**Directions**.
Reproduce the records precisely. Every line should be included.

**Stored dataset items**.
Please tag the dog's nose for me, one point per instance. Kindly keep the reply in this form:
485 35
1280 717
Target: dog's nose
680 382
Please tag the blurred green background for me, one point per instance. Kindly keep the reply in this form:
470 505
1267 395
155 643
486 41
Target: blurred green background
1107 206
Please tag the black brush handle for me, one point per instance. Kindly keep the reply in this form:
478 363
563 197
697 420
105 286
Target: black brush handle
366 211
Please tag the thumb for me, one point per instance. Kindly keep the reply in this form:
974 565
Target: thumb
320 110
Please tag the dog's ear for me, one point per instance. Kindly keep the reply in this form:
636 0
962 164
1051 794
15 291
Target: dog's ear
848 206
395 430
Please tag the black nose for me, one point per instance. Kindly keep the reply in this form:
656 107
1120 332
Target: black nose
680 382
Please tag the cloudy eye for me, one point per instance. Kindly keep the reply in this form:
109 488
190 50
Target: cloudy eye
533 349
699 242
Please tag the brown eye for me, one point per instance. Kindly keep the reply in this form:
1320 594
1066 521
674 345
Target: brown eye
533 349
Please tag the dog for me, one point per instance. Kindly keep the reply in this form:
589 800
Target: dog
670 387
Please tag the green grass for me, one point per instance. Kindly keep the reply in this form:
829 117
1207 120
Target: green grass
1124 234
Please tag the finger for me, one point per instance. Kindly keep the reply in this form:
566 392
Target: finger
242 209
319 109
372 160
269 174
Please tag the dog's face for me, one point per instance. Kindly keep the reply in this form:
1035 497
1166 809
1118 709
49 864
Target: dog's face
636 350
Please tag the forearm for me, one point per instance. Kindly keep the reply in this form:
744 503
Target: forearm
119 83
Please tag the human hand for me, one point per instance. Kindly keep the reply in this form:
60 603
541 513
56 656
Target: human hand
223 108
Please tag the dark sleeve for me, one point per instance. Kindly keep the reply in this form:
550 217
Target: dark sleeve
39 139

**Task output**.
Please tag the dog's nose for me, one point per instance. Kindly keep the reply in this form:
485 35
1280 717
Target: dog's nose
680 382
Please tag the blurred green background for me, one point per instance. Kindly keep the reply in this form:
470 505
1267 395
155 643
486 41
Target: blurred green background
1107 206
Please tag the black brush handle for me, one point per instance. Kindly keep the reply in this form:
478 363
563 197
697 420
105 286
Target: black brush handle
366 211
Please tag the thumb for me, one point per instance. Kindly keep the reply in this form:
974 565
Target: thumb
320 110
Please tag the dog's ear for me, one point per instance. Kindly keep the reply in this form:
636 0
962 164
1051 794
15 291
Target: dog's ear
848 206
395 430
Please tag the black nose for me, one point per instance. Kindly keep the reply in this form:
656 107
1120 332
Target: black nose
680 382
Please tag the cloudy eye for me, one point per instance. Kindly keep the reply in this form:
109 488
190 50
Target: cloudy eye
533 349
699 242
Please tag the brown eye for me, one point per instance. Kindly keep the reply in this form:
1320 594
1066 521
674 345
Target: brown eye
533 349
Please tag the dog for me, one point per instance. Kindly keep the reply in this form:
589 800
Target: dog
670 387
Please tag the green grass for me, one point per instance. Kindly keep the reply in this form:
829 117
1207 120
Target: green grass
1124 234
Please tag the finger for me, one point per instance. Kindly keep the reply in this form:
566 392
Target: finger
242 209
319 109
372 160
269 174
Please tag the dog's face for me, one point per instance. Kindly keep the reply in this form:
1035 497
1166 809
1118 709
49 864
Target: dog's face
636 350
Please tag the forearm for me, one point per instance. Kindly keep the reply in this form:
744 503
Target: forearm
119 83
Please tag the human hand for me, one point per instance. Kindly keep the reply in this form:
60 603
541 513
56 656
Target: human hand
223 108
Please tag the dark sleeve for me, one point per instance. Kindly keep the reply in this form:
550 217
Target: dark sleeve
39 139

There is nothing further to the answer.